__Task prompt__. Go through the data underneath and copy every line exactly.

__Recorded data__.
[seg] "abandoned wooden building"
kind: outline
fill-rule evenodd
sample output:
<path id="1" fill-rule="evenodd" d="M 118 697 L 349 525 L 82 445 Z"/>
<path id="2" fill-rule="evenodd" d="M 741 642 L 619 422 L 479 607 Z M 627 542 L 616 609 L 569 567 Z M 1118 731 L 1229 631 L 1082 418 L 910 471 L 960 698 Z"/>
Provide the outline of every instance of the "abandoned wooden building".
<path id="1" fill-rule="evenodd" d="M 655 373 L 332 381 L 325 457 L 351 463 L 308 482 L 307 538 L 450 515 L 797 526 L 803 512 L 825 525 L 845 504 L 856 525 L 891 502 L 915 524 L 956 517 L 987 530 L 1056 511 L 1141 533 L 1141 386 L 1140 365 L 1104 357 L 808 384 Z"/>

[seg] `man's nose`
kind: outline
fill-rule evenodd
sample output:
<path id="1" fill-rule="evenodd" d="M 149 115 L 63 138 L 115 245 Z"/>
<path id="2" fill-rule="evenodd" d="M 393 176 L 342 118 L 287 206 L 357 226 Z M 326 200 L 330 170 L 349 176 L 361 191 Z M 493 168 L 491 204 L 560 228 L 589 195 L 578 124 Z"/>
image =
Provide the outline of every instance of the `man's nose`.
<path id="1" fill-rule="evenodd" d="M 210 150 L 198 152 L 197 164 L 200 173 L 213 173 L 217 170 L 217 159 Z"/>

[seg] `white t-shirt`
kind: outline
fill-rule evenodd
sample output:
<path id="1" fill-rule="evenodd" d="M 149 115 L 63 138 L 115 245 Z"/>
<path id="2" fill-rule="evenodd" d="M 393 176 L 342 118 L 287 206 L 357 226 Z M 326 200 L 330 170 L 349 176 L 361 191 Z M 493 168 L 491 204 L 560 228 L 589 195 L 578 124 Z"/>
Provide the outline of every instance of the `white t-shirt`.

__Finished exercise__.
[seg] "abandoned wooden building"
kind: outline
fill-rule evenodd
sample output:
<path id="1" fill-rule="evenodd" d="M 118 697 L 349 525 L 82 445 Z"/>
<path id="2" fill-rule="evenodd" d="M 741 642 L 619 422 L 479 607 Z M 627 542 L 616 609 L 569 567 Z M 1118 731 L 1229 631 L 1082 418 L 910 471 L 960 698 Z"/>
Provide the outline of every instance of the "abandoned wooden building".
<path id="1" fill-rule="evenodd" d="M 655 373 L 332 381 L 325 457 L 351 463 L 308 482 L 307 538 L 450 515 L 797 526 L 803 512 L 825 525 L 845 504 L 856 525 L 891 502 L 915 524 L 956 517 L 987 530 L 1056 511 L 1141 533 L 1141 386 L 1140 365 L 1104 357 L 808 384 Z"/>

[seg] `man's nose`
kind: outline
fill-rule evenodd
sample output:
<path id="1" fill-rule="evenodd" d="M 149 115 L 63 138 L 115 245 Z"/>
<path id="2" fill-rule="evenodd" d="M 393 176 L 342 118 L 287 206 L 357 226 Z M 326 200 L 330 170 L 349 176 L 361 191 Z M 493 168 L 491 204 L 560 228 L 589 195 L 578 124 Z"/>
image =
Provide the outline of every instance of the `man's nose`.
<path id="1" fill-rule="evenodd" d="M 210 150 L 198 152 L 197 164 L 200 173 L 213 173 L 217 170 L 217 159 Z"/>

[seg] `white t-shirt`
kind: outline
fill-rule evenodd
sample output:
<path id="1" fill-rule="evenodd" d="M 149 115 L 63 138 L 115 245 Z"/>
<path id="2" fill-rule="evenodd" d="M 393 176 L 342 118 L 287 206 L 357 226 Z M 326 200 L 330 170 L 349 176 L 361 191 Z M 493 168 L 491 204 L 560 228 L 589 195 L 578 124 Z"/>
Provide the outline of every instance of the `white t-shirt`.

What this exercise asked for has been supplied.